What you will do >> Which lines of the entries contain the string "Given"? Copy each of them.

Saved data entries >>
------------------------------------------------------------
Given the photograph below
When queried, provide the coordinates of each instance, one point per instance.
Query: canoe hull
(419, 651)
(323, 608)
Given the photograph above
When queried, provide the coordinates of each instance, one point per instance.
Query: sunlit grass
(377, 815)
------------------------------------------------------------
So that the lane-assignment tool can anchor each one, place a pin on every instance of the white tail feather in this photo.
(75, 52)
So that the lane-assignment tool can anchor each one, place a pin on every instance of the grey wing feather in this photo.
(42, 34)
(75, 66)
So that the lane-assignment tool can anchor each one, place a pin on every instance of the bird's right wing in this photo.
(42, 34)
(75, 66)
------------------------------------------------------------
Written response >>
Given the photograph below
Given the photograph above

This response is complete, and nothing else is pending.